本文:
----

自身の実体験をもとに、月極駐車場検索サイト「アットパーキング」をリリース。その後、不動産会社向けの月極駐車場オンライン管理支援サービス「アットパーキングクラウド」を開発し、現在の主力事業となる。
株式会社ハッチ・ワーク
当社は、新しい価値を能動的に創造し続けていくべく立ち上がり、まだ見出されていない市場として月極駐車場のDX・クラウド管理にチャレンジ、月極駐車場の契約がホテルを予約するようにすべてがスマートフォンで完結する世界観を目指し、「アットパーキングクラウド」の提供を開始いたしました。 月極駐車場のナンバーワン・カンパニーになることでモビリティ革命の一翼を担い、日本そして世界へ価値を提供してまいります。

目次

  1. 創業時からの事業変遷と増田代表の経歴
  2. 上場を目指された背景や思い
  3. 今後の事業戦略や展望
  4. 今後のファイナンス計画や重要テーマ
  5. ZUU onlineのユーザーに⼀⾔

創業時からの事業変遷と増田代表の経歴

―― これまでの経歴やハッチ・ワークの創業から事業変更に至るポイントについて、お話しいただけますか?

株式会社ハッチ・ワーク 代表取締役社長・増田 知平氏(以下、社名・氏名略) :当社はもともと、オフィスビルの仲介やオフィス移転を支援するコンサル営業などの不動産業としてスタートしました。しかし、空室のマッチングだけでは安定的な収益を上げることが難しいため、新たな事業を模索していました。転換点になったのは、リーマンショックやサブプライムローン問題などで大幅に空室が増えたときに、ビルオーナーに対して、貸し会議室やシェアオフィスといったテナント貸し以外の形態で収益を上げる方法を提案し、運営も任せていただくようになったことです。

そしてもう一つの大きな転換点。私がまだ社長に就任する前、仕事で月極駐車場を探していた時のことです。まずインターネット上に情報がまったくなく、とても驚いたのを覚えています。それならばと、近隣の不動産会社を訪ねてみるものの、月極駐車場は取り扱いが少ないと消極的な様子でした。しかたなく周辺を歩いて探してみると、募集看板は目につくものの、空いているのかどうかはわからない。この状況をとても不便に感じました。

その時ふと考えたのが、「ホテルの予約や決済がインターネットで簡単にできる時代なのだから、月極駐車場も同じようにできたらいい」ということです。これをきっかけに、月極駐車場の検索サイトを立ち上げ、少しずつ事業を前に進めてきて、今に至ります。

―― それまでの経歴や担当していた事業から、社長になられるまでの経緯を教えていただけますか?

増田 :最初は一人の営業マンとしてオフィス仲介を担当していましたが、徐々にマネジメントの領域に入り、役職が上がっていきました。その時点では、社長になりたいという思いはまったくなく、ただ目の前の仕事に一生懸命取り組んでいただけです。ただ、月極駐車場を探す際に感じた不便さから、この課題を解決することに挑戦したいと思いました。そして、事業を立ち上げて手ごたえを感じるたびに、この挑戦を成功させるためには自ら先頭に立ち、またリスクを取る覚悟が必要だと考え、社長になることを決意しました。

―― 社長と社員の立場や権限の違いについて、どのように捉えていますか?また、社長になるために必要だと思われる能力や経験は何ですか?

----

データ一覧:
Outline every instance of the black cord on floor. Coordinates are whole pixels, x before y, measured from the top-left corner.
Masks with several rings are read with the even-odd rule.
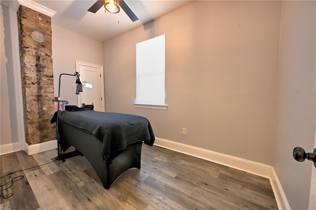
[[[56,160],[50,162],[49,163],[44,163],[44,164],[40,165],[39,166],[34,166],[34,167],[29,168],[28,169],[22,169],[22,170],[21,170],[17,171],[16,172],[11,172],[11,173],[10,173],[9,174],[8,174],[7,175],[3,175],[3,176],[1,176],[0,177],[0,179],[4,177],[4,176],[8,176],[9,175],[11,175],[12,174],[13,174],[14,173],[16,173],[17,172],[20,172],[24,171],[25,171],[25,170],[28,170],[29,169],[34,169],[34,168],[39,167],[40,166],[43,166],[44,165],[49,164],[50,163],[53,163],[55,161],[56,161]],[[5,184],[0,184],[0,188],[1,188],[0,189],[0,190],[1,191],[1,192],[0,192],[0,198],[3,198],[4,199],[6,199],[6,198],[9,198],[11,196],[13,196],[13,193],[9,193],[8,194],[6,194],[6,195],[3,195],[3,191],[4,190],[7,190],[10,187],[12,187],[14,184],[14,182],[13,182],[21,180],[22,178],[23,178],[24,177],[24,176],[23,176],[23,175],[19,175],[19,176],[16,176],[16,177],[15,177],[14,178],[12,178],[11,179],[11,181],[9,181],[8,182],[6,182]],[[8,184],[10,184],[9,185],[9,186],[5,188],[3,188],[4,186]]]

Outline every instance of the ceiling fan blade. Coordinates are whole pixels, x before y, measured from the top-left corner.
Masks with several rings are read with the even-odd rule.
[[[104,0],[98,0],[88,9],[88,11],[95,13],[104,4]]]
[[[120,0],[119,5],[123,9],[125,13],[127,15],[132,21],[136,21],[138,20],[138,18],[136,16],[134,12],[130,9],[130,8],[126,4],[124,0]]]

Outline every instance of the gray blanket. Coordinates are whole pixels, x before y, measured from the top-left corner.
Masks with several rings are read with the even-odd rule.
[[[137,141],[152,146],[155,135],[149,121],[132,114],[103,112],[94,110],[64,111],[59,120],[93,134],[102,142],[103,158]]]

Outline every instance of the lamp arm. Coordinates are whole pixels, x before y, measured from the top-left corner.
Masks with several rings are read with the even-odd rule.
[[[60,105],[60,81],[61,80],[61,76],[63,75],[67,75],[68,76],[76,76],[77,75],[78,73],[78,72],[76,72],[74,74],[71,74],[70,73],[61,73],[59,75],[59,81],[58,82],[58,97],[57,98],[57,118],[56,121],[56,138],[57,140],[58,156],[56,157],[55,159],[57,160],[62,160],[63,161],[65,161],[61,156],[61,148],[60,148],[60,140],[59,140],[59,133],[58,132],[58,118],[59,118],[59,106]]]

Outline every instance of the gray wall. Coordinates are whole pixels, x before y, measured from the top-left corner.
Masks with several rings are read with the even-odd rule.
[[[67,29],[52,24],[53,69],[55,95],[58,96],[59,75],[76,71],[76,61],[103,65],[102,43]],[[61,99],[77,104],[76,78],[62,76]]]
[[[106,41],[106,110],[148,117],[157,137],[271,165],[280,9],[197,1]],[[134,108],[135,44],[163,34],[168,109]]]
[[[314,167],[295,161],[292,151],[314,149],[316,6],[315,1],[286,1],[282,7],[273,166],[293,210],[308,209]]]
[[[17,31],[16,14],[12,9],[5,6],[1,5],[0,9],[0,145],[2,145],[19,142],[20,137],[18,134],[19,133],[19,129],[24,130],[24,128],[23,121],[21,126],[17,126],[19,120],[17,113],[21,111],[21,110],[17,108],[19,107],[19,105],[17,103],[22,101],[20,99],[20,97],[22,97],[22,82],[20,76],[19,78],[17,79],[14,70],[17,67],[19,68],[20,60],[18,58],[14,58],[15,57],[14,54],[16,52],[14,52],[16,49],[14,49],[14,46],[12,46],[11,34],[12,30]],[[10,18],[15,18],[13,22],[17,23],[16,26],[10,25]],[[55,95],[57,96],[58,77],[60,73],[74,73],[76,71],[76,60],[103,65],[103,52],[102,42],[55,26],[53,21],[52,30],[54,84]],[[19,58],[18,46],[17,47]],[[18,74],[19,73],[18,72]],[[75,94],[75,77],[67,78],[66,77],[67,76],[62,78],[62,99],[69,101],[71,104],[77,105],[77,95]],[[72,82],[72,81],[73,82]],[[17,83],[19,84],[16,84]],[[17,89],[17,89],[19,87],[20,89]]]
[[[10,36],[12,30],[17,31],[17,20],[16,15],[15,16],[11,15],[10,13],[12,11],[7,7],[1,5],[0,10],[0,144],[3,145],[19,141],[14,75],[13,71],[15,66],[14,62],[16,61],[13,61],[13,53],[15,49],[13,49]],[[13,20],[17,23],[17,26],[10,25],[10,18],[15,18]],[[19,63],[18,64],[19,66]],[[24,129],[23,127],[21,129],[23,130]]]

----

やること 1: ハッチ・ワークの社長インタビューのうち、「株式会社ハッチ・ワーク 代表取締役社長・増田 知平氏(以下、社名・氏名略)」から「長になることを決意しました。」までの部分を書き直してください。そのとき、「営業マン」を「営業担当者」に入れかえてください。
やること 2: ハッチ・ワークの社長インタビューにある「まずインターネット上に情報がまったくなく、とても驚いたのを覚えています。」という一文を英語に訳してください。
やること 3: ハッチ・ワークの社長インタビューを、最後の質問のあとから書き継いでください。

答え 1:
株式会社ハッチ・ワーク 代表取締役社長・増田 知平氏(以下、社名・氏名略) :当社はもともと、オフィスビルの仲介やオフィス移転を支援するコンサル営業などの不動産業としてスタートしました。しかし、空室のマッチングだけでは安定的な収益を上げることが難しいため、新たな事業を模索していました。転換点になったのは、リーマンショックやサブプライムローン問題などで大幅に空室が増えたときに、ビルオーナーに対して、貸し会議室やシェアオフィスといったテナント貸し以外の形態で収益を上げる方法を提案し、運営も任せていただくようになったことです。

そしてもう一つの大きな転換点。私がまだ社長に就任する前、仕事で月極駐車場を探していた時のことです。まずインターネット上に情報がまったくなく、とても驚いたのを覚えています。それならばと、近隣の不動産会社を訪ねてみるものの、月極駐車場は取り扱いが少ないと消極的な様子でした。しかたなく周辺を歩いて探してみると、募集看板は目につくものの、空いているのかどうかはわからない。この状況をとても不便に感じました。

その時ふと考えたのが、「ホテルの予約や決済がインターネットで簡単にできる時代なのだから、月極駐車場も同じようにできたらいい」ということです。これをきっかけに、月極駐車場の検索サイトを立ち上げ、少しずつ事業を前に進めてきて、今に至ります。

―― それまでの経歴や担当していた事業から、社長になられるまでの経緯を教えていただけますか?

増田 :最初は一人の営業担当者としてオフィス仲介を担当していましたが、徐々にマネジメントの領域に入り、役職が上がっていきました。その時点では、社長になりたいという思いはまったくなく、ただ目の前の仕事に一生懸命取り組んでいただけです。ただ、月極駐車場を探す際に感じた不便さから、この課題を解決することに挑戦したいと思いました。そして、事業を立ち上げて手ごたえを感じるたびに、この挑戦を成功させるためには自ら先頭に立ち、またリスクを取る覚悟が必要だと考え、社長になることを決意しました。

答え 2: First of all, I remember being very surprised that there was no information at all on the internet.

答え 3:
増田 :違いという点では、先ほども言ったようにリスクを取る覚悟だと思います。私は自ら会社に出資することで、それを示しました。創業社長ではないからこそ、この事業にコミットメントし、最後までやりきる、絶対に成功させるということを、社内外にメッセージする必要がありました。責任を強く感じています。

上場を目指された背景や思い

―― 株式会社ハッチ・ワークの上場についてお伺いしたいのですが、上場を目指した背景やお考えになったことを教えていただけますか?

増田 :月極駐車場の管理業務は、不動産会社にとって実入りのわりに負担の大きい業務です。アパートやマンションに比べて手数料が低いにもかかわらず、業務ボリュームは大差がない。業務効率化のためにシステム化をすることもままならず、書面や対面の手続きが慣習となっています。私たちはこの領域のデジタル化が進んでいないことに気づき、チャンスと捉えました。

次に市場規模について調査しましたが、月極駐車場の数が全国でどのくらいあるかに関する正確なデータはどこにもありませんでした。そこで、日本では自動車を所有するために駐車場を必要とする法律があることに着目し、国内の自動車保有台数を調べることで、需要市場規模を推測しました。その結果、約6,200万台の普通自動車が国内にあることがわかり、そのうちの半分、おおよそ3,000万台は月極駐車場を利用していると見立てました。非常に大きな市場です。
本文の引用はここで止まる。